Comentário Cardiopapers: as medidas comportamentais perderam força nessa diretriz. Se igualaram aos fármacos utilizados neste cenário, com indicação classe IIb.
5. Manuseio de taquicardia atrial (TA) focal na fase aguda:
a) Flecainide e propafenona eram classe IIa e viraram classe IIb.
b) Betabloqueadores eram classe I e viraram classe IIa.
c) Amiodarona era classe IIa e virou classe IIb.
d) Procainamida, sotalol e digoxina não são mencionados na diretriz de 2019.
Comentário Cardiopapers: os antiarrítmicos perderam força de indicação comprovando a baixa eficácia destes em relação à TA focal. A CVE é opção de escolha quando há instabilidade.
6. Manuseio de TA focal cronicamente:
a) Betabloqueadores eram classe I e viraram classe IIa.
b) Verapamil e diltiazem eram classe I e viraram classe IIa.
c) Amiodarona, sotalol e disopiramida não são mencionados na diretriz de 2019.
Comentário Cardiopapers: neste cenário a ablação por cateter é o tratamento de escolha.
7. Manuseio de flutter atrial (FLU) na fase aguda:
a) Pacing atrial ou transesofágico era classe I e virou classe IIb.
b) Ibutilide era classe IIa e virou classe I.
c) Flecainida e propafenona eram classe IIb e viraram classe III.
d) Verapamil e diltiazem eram classe I e viraram classe IIa.
e) Betabloqueadores eram classe I e viraram classe IIa.
f) Digital não é mencionado na diretriz de 2019.

Registros extraídos
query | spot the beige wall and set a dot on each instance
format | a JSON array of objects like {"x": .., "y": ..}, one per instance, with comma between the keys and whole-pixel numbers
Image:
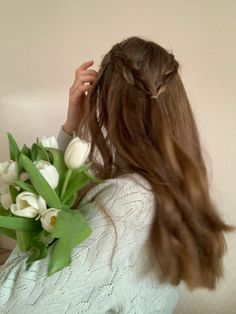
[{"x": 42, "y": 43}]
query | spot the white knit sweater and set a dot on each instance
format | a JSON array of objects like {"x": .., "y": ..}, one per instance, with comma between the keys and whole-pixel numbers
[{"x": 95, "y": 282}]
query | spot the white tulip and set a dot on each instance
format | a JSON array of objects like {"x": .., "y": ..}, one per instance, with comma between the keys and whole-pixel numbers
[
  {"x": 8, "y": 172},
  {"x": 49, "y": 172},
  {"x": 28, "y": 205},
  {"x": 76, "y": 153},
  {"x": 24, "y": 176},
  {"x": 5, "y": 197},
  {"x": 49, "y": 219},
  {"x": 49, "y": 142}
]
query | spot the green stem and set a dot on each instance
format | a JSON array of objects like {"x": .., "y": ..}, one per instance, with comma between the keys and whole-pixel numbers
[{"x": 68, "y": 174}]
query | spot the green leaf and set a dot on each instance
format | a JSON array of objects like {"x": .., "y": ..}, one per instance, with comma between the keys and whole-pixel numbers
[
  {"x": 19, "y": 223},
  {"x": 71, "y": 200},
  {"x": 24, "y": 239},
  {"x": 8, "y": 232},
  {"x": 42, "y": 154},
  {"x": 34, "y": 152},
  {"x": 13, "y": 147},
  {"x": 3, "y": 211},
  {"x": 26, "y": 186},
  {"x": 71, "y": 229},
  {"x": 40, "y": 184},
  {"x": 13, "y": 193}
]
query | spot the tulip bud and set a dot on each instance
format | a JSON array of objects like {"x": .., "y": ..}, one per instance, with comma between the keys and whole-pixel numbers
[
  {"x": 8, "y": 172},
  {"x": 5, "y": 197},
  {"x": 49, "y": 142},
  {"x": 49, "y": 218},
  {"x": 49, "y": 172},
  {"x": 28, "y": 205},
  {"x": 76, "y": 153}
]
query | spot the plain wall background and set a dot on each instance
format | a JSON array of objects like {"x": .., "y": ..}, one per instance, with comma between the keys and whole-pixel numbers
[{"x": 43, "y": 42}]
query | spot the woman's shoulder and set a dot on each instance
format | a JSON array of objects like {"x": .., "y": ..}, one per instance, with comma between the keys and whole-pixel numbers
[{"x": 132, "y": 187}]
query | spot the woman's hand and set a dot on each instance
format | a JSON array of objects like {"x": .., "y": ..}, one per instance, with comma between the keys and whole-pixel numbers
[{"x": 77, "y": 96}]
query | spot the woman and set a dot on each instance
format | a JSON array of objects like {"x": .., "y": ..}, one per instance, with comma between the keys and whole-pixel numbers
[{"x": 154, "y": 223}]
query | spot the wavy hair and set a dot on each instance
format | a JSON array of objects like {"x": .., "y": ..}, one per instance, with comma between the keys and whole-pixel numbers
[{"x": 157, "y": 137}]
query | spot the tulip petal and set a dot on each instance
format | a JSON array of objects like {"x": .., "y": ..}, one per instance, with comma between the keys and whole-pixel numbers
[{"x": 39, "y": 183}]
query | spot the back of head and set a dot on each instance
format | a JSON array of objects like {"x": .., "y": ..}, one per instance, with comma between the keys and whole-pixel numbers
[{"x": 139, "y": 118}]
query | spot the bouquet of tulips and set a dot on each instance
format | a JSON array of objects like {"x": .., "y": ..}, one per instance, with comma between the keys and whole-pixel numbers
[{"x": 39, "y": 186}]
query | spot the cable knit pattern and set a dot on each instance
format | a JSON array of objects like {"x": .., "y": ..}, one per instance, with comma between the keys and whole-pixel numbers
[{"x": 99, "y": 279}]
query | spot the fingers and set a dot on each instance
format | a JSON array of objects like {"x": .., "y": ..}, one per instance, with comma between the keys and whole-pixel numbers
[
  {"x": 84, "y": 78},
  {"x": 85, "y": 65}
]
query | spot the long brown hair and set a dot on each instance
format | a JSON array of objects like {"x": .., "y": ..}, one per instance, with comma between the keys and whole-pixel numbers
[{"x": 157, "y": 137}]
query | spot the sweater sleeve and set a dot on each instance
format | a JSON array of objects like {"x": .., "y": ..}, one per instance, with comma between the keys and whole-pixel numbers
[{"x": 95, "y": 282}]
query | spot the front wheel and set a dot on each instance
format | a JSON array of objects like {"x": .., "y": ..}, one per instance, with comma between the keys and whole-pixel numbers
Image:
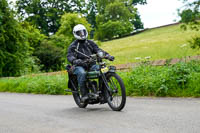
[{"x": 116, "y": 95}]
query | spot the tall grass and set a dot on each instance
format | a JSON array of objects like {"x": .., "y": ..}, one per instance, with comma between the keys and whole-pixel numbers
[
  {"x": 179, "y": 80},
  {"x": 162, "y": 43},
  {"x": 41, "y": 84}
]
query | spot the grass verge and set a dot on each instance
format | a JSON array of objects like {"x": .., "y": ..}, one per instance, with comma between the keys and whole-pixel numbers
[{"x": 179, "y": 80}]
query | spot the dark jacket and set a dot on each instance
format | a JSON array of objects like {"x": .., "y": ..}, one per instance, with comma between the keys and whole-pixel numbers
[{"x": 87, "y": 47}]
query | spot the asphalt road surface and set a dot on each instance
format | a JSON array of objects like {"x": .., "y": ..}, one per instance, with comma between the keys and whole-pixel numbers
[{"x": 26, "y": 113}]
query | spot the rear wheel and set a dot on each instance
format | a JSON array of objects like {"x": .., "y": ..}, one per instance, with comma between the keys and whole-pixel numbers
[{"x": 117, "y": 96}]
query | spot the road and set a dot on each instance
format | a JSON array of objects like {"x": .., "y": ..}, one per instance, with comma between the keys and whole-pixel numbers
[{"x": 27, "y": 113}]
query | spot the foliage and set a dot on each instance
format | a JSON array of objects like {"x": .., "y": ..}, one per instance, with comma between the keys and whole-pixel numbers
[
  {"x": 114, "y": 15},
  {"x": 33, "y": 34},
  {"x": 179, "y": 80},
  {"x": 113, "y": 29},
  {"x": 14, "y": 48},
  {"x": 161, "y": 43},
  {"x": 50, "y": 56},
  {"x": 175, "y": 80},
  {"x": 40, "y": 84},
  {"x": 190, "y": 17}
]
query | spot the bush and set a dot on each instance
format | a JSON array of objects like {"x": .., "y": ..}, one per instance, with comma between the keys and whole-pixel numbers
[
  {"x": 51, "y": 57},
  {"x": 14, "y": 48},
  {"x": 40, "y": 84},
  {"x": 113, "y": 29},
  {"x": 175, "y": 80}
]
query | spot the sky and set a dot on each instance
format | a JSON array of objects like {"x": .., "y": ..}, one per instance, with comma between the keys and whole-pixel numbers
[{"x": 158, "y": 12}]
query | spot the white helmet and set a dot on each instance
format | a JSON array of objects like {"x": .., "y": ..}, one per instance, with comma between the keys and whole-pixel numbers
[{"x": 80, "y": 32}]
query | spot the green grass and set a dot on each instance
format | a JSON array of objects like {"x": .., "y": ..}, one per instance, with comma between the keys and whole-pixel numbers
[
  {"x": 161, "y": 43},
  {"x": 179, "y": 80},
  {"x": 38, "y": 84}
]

USANDO AS INFORMAÇÕES:
1 > Responda às perguntas abaixo com base no texto sobre as mudanças na diretriz de 2019.
(a) No manuseio da taquicardia atrial focal na fase aguda, que classe a amiodarona passou a ter?
(b) Segundo o comentário Cardiopapers, qual é o tratamento de escolha no manuseio crônico da TA focal?
(c) No manuseio do flutter atrial na fase aguda, que classe o ibutilide passou a ter?
2 > Prossiga com o texto sobre as mudanças na diretriz de 2019 a partir do ponto em que ele termina.

RESULTADOS POR TAREFA:
1 >
(a) Classe IIb.
(b) A ablação por cateter.
(c) Classe I.

2 >
Comentário Cardiopapers: esta diretriz confirma que o FLU é uma arritmia que não responde bem aos fármacos antiarrítmicos. A droga de escolha para reversão de FLU é o ibutilide (IV) ou dofetilide (IV ou VO intra-hospitalar) que não dispomos no Brasil. A propafenona utilizada por nós virou classe III, porém é importante ressaltar que é a opção disponível no Brasil junto com a amiodarona, e que quando formos optar por utilizá-la, um betabloqueador deve ser prescrito em conjunto.
8. Manuseio de FLU cronicamente:
a) Dofetilide, sotalol, flecainide, propafenona, procainamida, quinidina e disopiramida não são mencionados na diretriz de 2019.
Comentário Cardiopapers: aqui a ablação por cateter é o tratamento de escolha.
9. Manuseio da taquicardia por reentrada nodal (TRN) na fase aguda:
a) Amiodarona, sotalol, flecainide e propafenona não são mencionados na diretriz de 2019
Comentário Cardiopapers: manobra vagal seguida por adenosina (doses de 6mg até 18 mg) é o tratamento de escolha.
10. Manuseio da TRN cronicamente:
a) Verapamil e diltiazem eram classe I e viraram classe IIa.
b) Betabloqueadores eram classe I e viraram classe IIa.
c) Amiodarona, sotalol, flecainide, propafenona e “pill-in-the-pocket” não são mencionados na diretriz de 2019.
Comentário Cardiopapers: aqui a ablação por cateter permanece como o tratamento de escolha.
11. Manuseio da taquicardia por reentrada atrioventricular (TAV):
a) Flecainide e propafenona eram classe IIa e viraram classe IIb.
b) Betabloqueadores eram classe IIb e viraram classe IIa.
c) Amiodarona, sotalol e “pill-in-the-pocket” não são mencionados na diretriz de 2019.
Comentário Cardiopapers: o tratamento na fase aguda é idêntico ao da TRN e na fase crônica a ablação por cateter permanece como a terapia de escolha. Na recusa pela ablação ou na sua indisponibilidade, e não havendo pré-excitação no ECG, os betabloqueadores e os bloqueadores de canais de cálcio têm indicação classe IIa.
Amiodarona é classe III em FA pré-excitada. Porém, é a medicação disponível no Brasil. Sua infusão deve ser acompanhada por médico com desfibrilador ao lado. Considere CVE mesmo que o paciente esteja estável.
12. TSV na gestação:
a) Verapamil era classe IIb e virou classe IIa.
b) Ablação por cateter era classe IIb e virou classe IIa (quando ablação sem radiação é disponível).
c) Sotalol, propranolol, quinidina e procainamida não são mencionados na diretriz de 2019.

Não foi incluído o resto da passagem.